Lisa Rene Shanti Hanna (born August 20, 1975) is a Jamaican politician and beauty queen who was crowned Miss World 1993, becoming the third Jamaican to win the title. A member of the opposition People's National Party, Hanna currently serves as Member of Parliament for Saint Ann South East, and was Jamaica's Minister of Youth and Culture from 2012–2016. Hanna was a candidate in the 2020 People's National Party leadership election, following the PNP's defeat at the 2020 Jamaican general election and the subsequent resignation of PNP President and Opposition Leader, Peter Phillips. Hanna was defeated by Mark Golding.

Education
She was educated at the Queen's School, Jamaica, where she was appointed a Goodwill Ambassador by the United Nations Development Programme, and has a Bachelors and Masters degree in Communications from the University of the West Indies.

Professional life

Career in entertainment
In 1998, Hanna acted in the romantic comedy How Stella Got Her Groove Back. In 2003, Hanna tried her hand in broadcasting, hosting a Jamaican talk show Our Voices and was a guest presenter on Xtra in the United States. She returned to her country a year later and was a communications consultant for the Hilton Hotel in New Kingston.

Jamaican Parliament
In the 2007 general election, as a member of the People's National Party, Hanna contested and won the seat for St. Ann South East. Hence, positioning her as a Member of Parliament for that Constituency. She is one of the youngest women to be elected to the Jamaican Parliament. In addition to her duties as constituency representative she served as opposition spokesperson on Information, Youth and Culture up to December 2011. In the 29 December 2011 polls her party was elected into power. She was subsequently appointed as Minister of Youth and Culture. 

During her tenure as Minister of Youth & Culture, Hanna developed the Green Paper for the National Youth Policy 2015-2030. This policy aimed to address the needs of all young people through partnerships with the public sector, private sector, youth organizations, NGOs, faith-based organizations, academia and with Jamaica’s international development partners. 

Under Hanna’s ministry, the National Foster Care programme was revamped, allowing the placement of over 855 children with 800 families.  

Hanna’s ministry also bolstered the Ananda Alert System which allowed 85% of missing children to be returned safely to their homes in August 2013.

#### RECORDS PROVIDED
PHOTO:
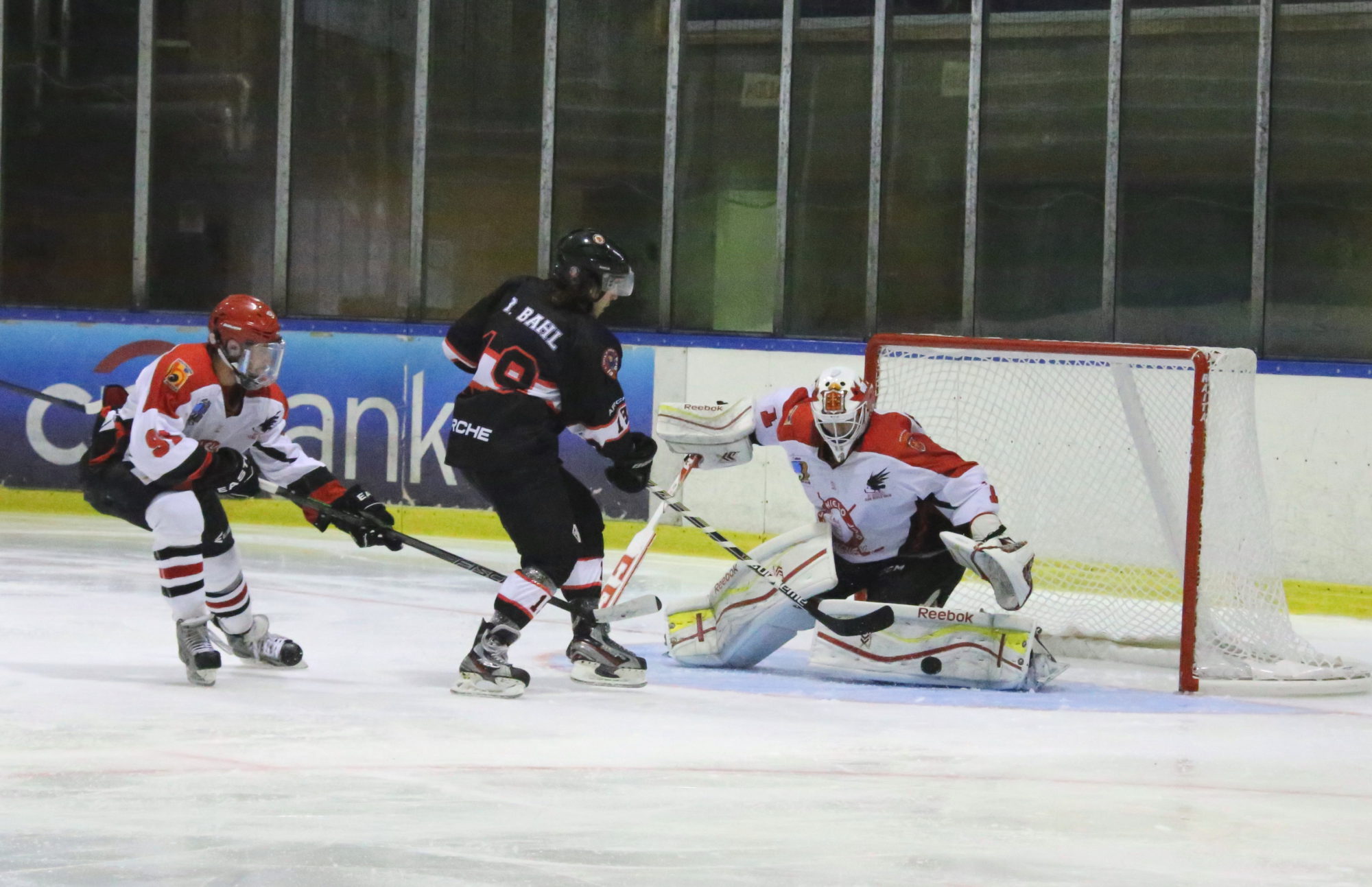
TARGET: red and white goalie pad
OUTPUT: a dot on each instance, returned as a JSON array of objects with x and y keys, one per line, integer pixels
[
  {"x": 931, "y": 647},
  {"x": 744, "y": 618},
  {"x": 718, "y": 433}
]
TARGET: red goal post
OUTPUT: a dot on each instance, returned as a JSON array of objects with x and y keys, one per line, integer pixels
[{"x": 1134, "y": 471}]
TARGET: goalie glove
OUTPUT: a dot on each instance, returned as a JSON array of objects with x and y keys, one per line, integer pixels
[
  {"x": 718, "y": 433},
  {"x": 998, "y": 559}
]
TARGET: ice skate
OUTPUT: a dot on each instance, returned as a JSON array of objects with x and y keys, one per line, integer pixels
[
  {"x": 260, "y": 646},
  {"x": 486, "y": 670},
  {"x": 200, "y": 655},
  {"x": 596, "y": 658}
]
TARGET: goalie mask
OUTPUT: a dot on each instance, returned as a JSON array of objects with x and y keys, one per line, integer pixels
[
  {"x": 842, "y": 405},
  {"x": 248, "y": 335}
]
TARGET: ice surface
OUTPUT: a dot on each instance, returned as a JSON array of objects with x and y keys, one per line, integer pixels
[{"x": 366, "y": 770}]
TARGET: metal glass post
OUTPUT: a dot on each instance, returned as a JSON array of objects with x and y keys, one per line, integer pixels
[
  {"x": 788, "y": 51},
  {"x": 1262, "y": 149},
  {"x": 285, "y": 106},
  {"x": 880, "y": 20},
  {"x": 1109, "y": 267},
  {"x": 545, "y": 167},
  {"x": 143, "y": 156},
  {"x": 669, "y": 230},
  {"x": 969, "y": 219},
  {"x": 3, "y": 294},
  {"x": 419, "y": 158}
]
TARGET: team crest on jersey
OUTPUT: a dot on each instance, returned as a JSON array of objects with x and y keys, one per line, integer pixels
[
  {"x": 178, "y": 375},
  {"x": 198, "y": 414},
  {"x": 610, "y": 363},
  {"x": 877, "y": 485}
]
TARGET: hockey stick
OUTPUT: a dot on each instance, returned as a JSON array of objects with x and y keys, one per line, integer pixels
[
  {"x": 866, "y": 624},
  {"x": 94, "y": 407},
  {"x": 630, "y": 608},
  {"x": 633, "y": 555}
]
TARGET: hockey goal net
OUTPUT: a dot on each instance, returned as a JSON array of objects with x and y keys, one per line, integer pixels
[{"x": 1134, "y": 471}]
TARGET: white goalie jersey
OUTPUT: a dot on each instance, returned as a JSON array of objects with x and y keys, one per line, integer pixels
[{"x": 895, "y": 492}]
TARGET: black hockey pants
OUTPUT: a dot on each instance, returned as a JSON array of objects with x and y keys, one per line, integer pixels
[
  {"x": 549, "y": 515},
  {"x": 903, "y": 580}
]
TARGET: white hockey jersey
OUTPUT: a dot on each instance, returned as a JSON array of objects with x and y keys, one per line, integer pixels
[
  {"x": 176, "y": 415},
  {"x": 895, "y": 492}
]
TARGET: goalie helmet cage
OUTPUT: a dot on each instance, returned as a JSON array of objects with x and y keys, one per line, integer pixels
[{"x": 1134, "y": 471}]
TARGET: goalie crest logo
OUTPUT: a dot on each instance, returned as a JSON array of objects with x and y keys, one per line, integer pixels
[
  {"x": 178, "y": 374},
  {"x": 877, "y": 485}
]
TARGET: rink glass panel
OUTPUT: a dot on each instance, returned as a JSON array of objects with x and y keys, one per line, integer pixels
[
  {"x": 924, "y": 168},
  {"x": 69, "y": 130},
  {"x": 831, "y": 126},
  {"x": 215, "y": 146},
  {"x": 725, "y": 261},
  {"x": 1321, "y": 235},
  {"x": 486, "y": 93},
  {"x": 1186, "y": 174},
  {"x": 351, "y": 165},
  {"x": 1042, "y": 174},
  {"x": 608, "y": 163}
]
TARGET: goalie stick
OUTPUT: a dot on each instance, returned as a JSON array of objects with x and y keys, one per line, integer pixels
[
  {"x": 633, "y": 555},
  {"x": 866, "y": 624},
  {"x": 94, "y": 407},
  {"x": 630, "y": 608},
  {"x": 637, "y": 607}
]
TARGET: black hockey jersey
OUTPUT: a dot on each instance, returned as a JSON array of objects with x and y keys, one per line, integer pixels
[{"x": 537, "y": 370}]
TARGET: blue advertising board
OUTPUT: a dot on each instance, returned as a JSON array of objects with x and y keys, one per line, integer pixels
[{"x": 375, "y": 407}]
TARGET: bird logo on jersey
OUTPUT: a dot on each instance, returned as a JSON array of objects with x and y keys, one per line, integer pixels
[
  {"x": 178, "y": 375},
  {"x": 877, "y": 485}
]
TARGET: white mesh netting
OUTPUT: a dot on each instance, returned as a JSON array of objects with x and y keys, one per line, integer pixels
[{"x": 1090, "y": 456}]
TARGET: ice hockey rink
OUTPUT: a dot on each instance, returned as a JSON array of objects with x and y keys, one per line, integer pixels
[{"x": 364, "y": 769}]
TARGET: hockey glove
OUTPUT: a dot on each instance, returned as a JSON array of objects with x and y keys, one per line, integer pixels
[
  {"x": 630, "y": 471},
  {"x": 231, "y": 474},
  {"x": 366, "y": 533},
  {"x": 245, "y": 484}
]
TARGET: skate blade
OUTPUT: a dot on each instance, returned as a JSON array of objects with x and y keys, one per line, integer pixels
[
  {"x": 202, "y": 677},
  {"x": 585, "y": 672},
  {"x": 264, "y": 663},
  {"x": 470, "y": 684}
]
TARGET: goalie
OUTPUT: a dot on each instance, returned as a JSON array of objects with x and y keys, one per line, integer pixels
[{"x": 901, "y": 519}]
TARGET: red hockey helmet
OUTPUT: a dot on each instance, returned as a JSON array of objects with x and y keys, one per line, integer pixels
[{"x": 248, "y": 335}]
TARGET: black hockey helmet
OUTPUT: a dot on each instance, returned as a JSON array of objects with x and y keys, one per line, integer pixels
[{"x": 589, "y": 264}]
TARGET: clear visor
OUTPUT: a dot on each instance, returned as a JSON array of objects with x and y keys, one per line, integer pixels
[
  {"x": 619, "y": 286},
  {"x": 260, "y": 364}
]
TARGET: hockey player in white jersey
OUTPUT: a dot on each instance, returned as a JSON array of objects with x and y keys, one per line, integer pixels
[
  {"x": 201, "y": 422},
  {"x": 890, "y": 493},
  {"x": 899, "y": 521}
]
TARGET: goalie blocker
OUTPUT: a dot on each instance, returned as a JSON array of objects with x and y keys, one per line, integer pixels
[{"x": 743, "y": 621}]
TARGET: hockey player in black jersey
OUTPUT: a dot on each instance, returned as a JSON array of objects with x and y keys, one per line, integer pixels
[{"x": 543, "y": 362}]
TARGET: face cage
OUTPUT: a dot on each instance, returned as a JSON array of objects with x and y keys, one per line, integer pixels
[
  {"x": 619, "y": 286},
  {"x": 259, "y": 366},
  {"x": 843, "y": 433}
]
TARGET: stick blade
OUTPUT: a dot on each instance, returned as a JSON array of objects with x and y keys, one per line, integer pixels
[
  {"x": 871, "y": 622},
  {"x": 640, "y": 606}
]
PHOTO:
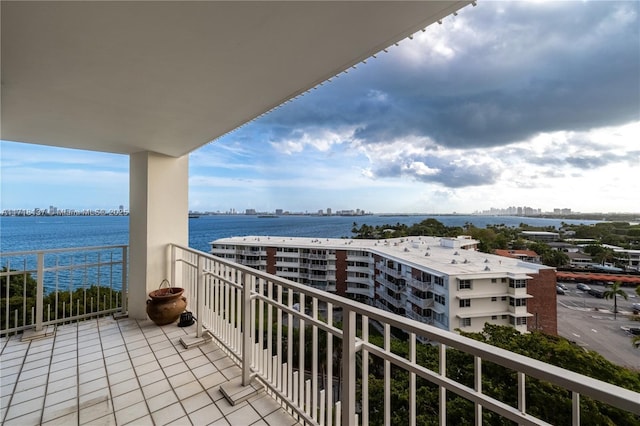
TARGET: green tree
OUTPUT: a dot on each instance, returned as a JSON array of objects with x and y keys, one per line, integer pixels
[
  {"x": 21, "y": 291},
  {"x": 613, "y": 292}
]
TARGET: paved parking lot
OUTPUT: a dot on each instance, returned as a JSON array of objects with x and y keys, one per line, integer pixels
[{"x": 590, "y": 322}]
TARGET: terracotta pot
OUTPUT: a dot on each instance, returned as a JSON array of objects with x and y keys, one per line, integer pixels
[{"x": 166, "y": 305}]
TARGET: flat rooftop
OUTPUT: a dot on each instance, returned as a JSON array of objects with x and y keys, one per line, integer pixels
[{"x": 424, "y": 252}]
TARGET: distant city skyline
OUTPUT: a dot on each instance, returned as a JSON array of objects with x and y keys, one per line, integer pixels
[
  {"x": 123, "y": 210},
  {"x": 506, "y": 104}
]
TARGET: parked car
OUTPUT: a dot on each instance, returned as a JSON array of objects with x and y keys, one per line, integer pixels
[
  {"x": 596, "y": 293},
  {"x": 583, "y": 287}
]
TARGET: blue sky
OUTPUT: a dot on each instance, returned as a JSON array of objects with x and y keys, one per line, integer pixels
[{"x": 506, "y": 104}]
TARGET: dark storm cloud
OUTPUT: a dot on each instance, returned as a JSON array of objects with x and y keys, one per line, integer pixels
[
  {"x": 516, "y": 69},
  {"x": 431, "y": 169}
]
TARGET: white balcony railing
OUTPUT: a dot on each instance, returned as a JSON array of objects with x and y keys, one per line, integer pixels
[
  {"x": 248, "y": 312},
  {"x": 47, "y": 287}
]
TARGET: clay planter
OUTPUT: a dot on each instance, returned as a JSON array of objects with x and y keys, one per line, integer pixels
[{"x": 166, "y": 305}]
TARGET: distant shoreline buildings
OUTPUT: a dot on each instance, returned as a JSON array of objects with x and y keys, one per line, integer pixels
[{"x": 444, "y": 282}]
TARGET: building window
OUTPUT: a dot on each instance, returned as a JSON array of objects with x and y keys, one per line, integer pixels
[
  {"x": 518, "y": 320},
  {"x": 464, "y": 285},
  {"x": 518, "y": 283},
  {"x": 517, "y": 302}
]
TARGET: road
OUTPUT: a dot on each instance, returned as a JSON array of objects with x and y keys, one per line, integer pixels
[{"x": 590, "y": 323}]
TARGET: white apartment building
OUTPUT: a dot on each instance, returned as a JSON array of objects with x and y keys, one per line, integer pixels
[{"x": 444, "y": 282}]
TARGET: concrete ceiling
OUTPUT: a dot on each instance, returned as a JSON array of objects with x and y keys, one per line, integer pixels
[{"x": 170, "y": 76}]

#### EXERCISE INSTRUCTIONS
1. Set down the part of the Lisa Hanna biography starting at "Professional life" and ending at "in New Kingston.", word for word.
2. Using the Lisa Hanna biography, explain in one to three sentences what the National Youth Policy 2015-2030 aimed to do and how it proposed to do it.
3. Write what comes next in the Lisa Hanna biography, picking up after its final sentence.

#### ANSWERS FOR THIS EXERCISE
1.
Professional life

Career in entertainment
In 1998, Hanna acted in the romantic comedy How Stella Got Her Groove Back. In 2003, Hanna tried her hand in broadcasting, hosting a Jamaican talk show Our Voices and was a guest presenter on Xtra in the United States. She returned to her country a year later and was a communications consultant for the Hilton Hotel in New Kingston.

2. The policy aimed to address the needs of all young people. It sought to do this through partnerships with the public sector, private sector, youth organizations, NGOs, faith-based organizations, academia and Jamaica's international development partners.

3.
In 2016, Hanna shared her strategy for tackling the needs of Jamaican children at a UNICEF conference in New York City. That same year, Jamaica moved up 52 places on the UNICEF Kids Rights Index to be ranked 51 out of 163 countries.  

In 2015, Hanna successfully lobbied to have Jamaica’s Blue and John Crow Mountain’s declared a UNESCO World Heritage Site. They became the first UNESCO World Heritage site for Jamaica and the Caribbean.   

On November 7, 2020 the PNP elected Mark Golding as its 6th President after he defeated challenger Hanna by 1,740 votes to 1,444 in the 2020 People's National Party leadership election. 

In 2021, Hanna became a weekly columnist for the Jamaica Observer, where she opined on an array of topics, from the value-added opportunities of Jamaican Agriculture to her desire to see Bob Marley named National Hero.    

In March 2022, Hanna was appointed to APCO Worldwide’s International Advisory Council (IAC). Her role is to expand the Caribbean and Latin American focus in the areas of food security, trade, global economy and matters concerning gender and the security related to gender.

Personal life
Lisa Hanna was born in Retreat, St. Mary Parish to Rene Hanna of Lebanese descent and Dorothy Hosang of African and Chinese descent. Hanna married David Panton in 1999 in New York City.  Hanna and Panton had a son in 2001.  They divorced in 2004 in Atlanta. In December 2017, Hanna married Jamaican businessman Richard Lake in St. Andrew, Jamaica. Together Richard Lake and Lisa Hanna run Lydford Logistics a contract manufacturing, commercial warehouse and shipping operation in Moneague, Jamaica.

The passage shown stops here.